→ PAGE TEXT:
•••••

I love talking to different folk on holiday ! I think its great to find out about where people are from, what they do for a living, how they are enjoying their holiday, oh, and the obligitory ' how much did you pay for your holiday / flight / accomodation ?' and either be smug or hacked off at the price we've paid ! c'mon, everyone does it !
mind you, we only ever see people the once as we are only round the pool maybe 2 days in a fortnight, and never usually go to the same bar twice. It would probably be different if we were hotel based, but we usually opt for private rentals where there isn't any entetainment at night, so, chatting to people in bars in resort or maybe on the beach is as far as we get.
me and hubby talk to anyone
I am always wary though after hearing a horror story about a colleague who met a couple on holiday and exchanged addresses. 18 months later they turned up on the doorstep early on a Sunday morning with photos
My friend was still in her pyjamas
On our holidays to the Far East we find that there are not so many Brits around to talk to, as the hotels we choose don't appear in British brochures. Might get chatting to the Dutch/Germans/Swedes/Danes/Locals but rarely hear a British voice.
on holiday with us.
We really do enjoy each others company and do most things together as a family, at home and away.
But we all love meeting new people, and feel that it's a great part of the holiday.
We've made some great friends over the years and still see them when we go away from time to time.
However, like Macca, we like to do our own thing of a day and not be tied (we have enough of that at home )
If we meet up with the same people at a bar of an evening etc, that's fine, but we never get into anything
too heavy because I would hate to feel obliged to have to meet people ( or indeed have anyone think they
are obliged to us. )
Our lives are too *timetabled* at home to be like that on holiday too.
i love all the different accents that you here when on my hols...its just great
We tend therefore to just do our own thing and if someone wants a chat fair enough but we don't go out of our way to strike up a conversation.

•••••

→ DATASET EXTRACT:
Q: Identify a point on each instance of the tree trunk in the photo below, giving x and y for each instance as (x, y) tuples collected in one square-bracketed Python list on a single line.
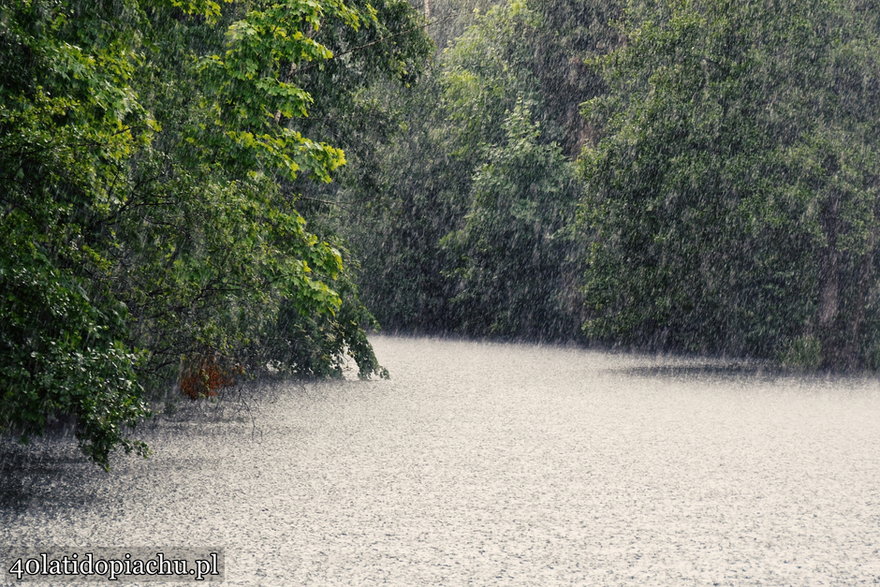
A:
[(829, 286)]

•••••

→ WORK TO COMPLETE: Copy out the whole text above about chatting with people on holiday, word for word.

→ FULL ANSWER:
I love talking to different folk on holiday ! I think its great to find out about where people are from, what they do for a living, how they are enjoying their holiday, oh, and the obligitory ' how much did you pay for your holiday / flight / accomodation ?' and either be smug or hacked off at the price we've paid ! c'mon, everyone does it !
mind you, we only ever see people the once as we are only round the pool maybe 2 days in a fortnight, and never usually go to the same bar twice. It would probably be different if we were hotel based, but we usually opt for private rentals where there isn't any entetainment at night, so, chatting to people in bars in resort or maybe on the beach is as far as we get.
me and hubby talk to anyone
I am always wary though after hearing a horror story about a colleague who met a couple on holiday and exchanged addresses. 18 months later they turned up on the doorstep early on a Sunday morning with photos
My friend was still in her pyjamas
On our holidays to the Far East we find that there are not so many Brits around to talk to, as the hotels we choose don't appear in British brochures. Might get chatting to the Dutch/Germans/Swedes/Danes/Locals but rarely hear a British voice.
on holiday with us.
We really do enjoy each others company and do most things together as a family, at home and away.
But we all love meeting new people, and feel that it's a great part of the holiday.
We've made some great friends over the years and still see them when we go away from time to time.
However, like Macca, we like to do our own thing of a day and not be tied (we have enough of that at home )
If we meet up with the same people at a bar of an evening etc, that's fine, but we never get into anything
too heavy because I would hate to feel obliged to have to meet people ( or indeed have anyone think they
are obliged to us. )
Our lives are too *timetabled* at home to be like that on holiday too.
i love all the different accents that you here when on my hols...its just great
We tend therefore to just do our own thing and if someone wants a chat fair enough but we don't go out of our way to strike up a conversation.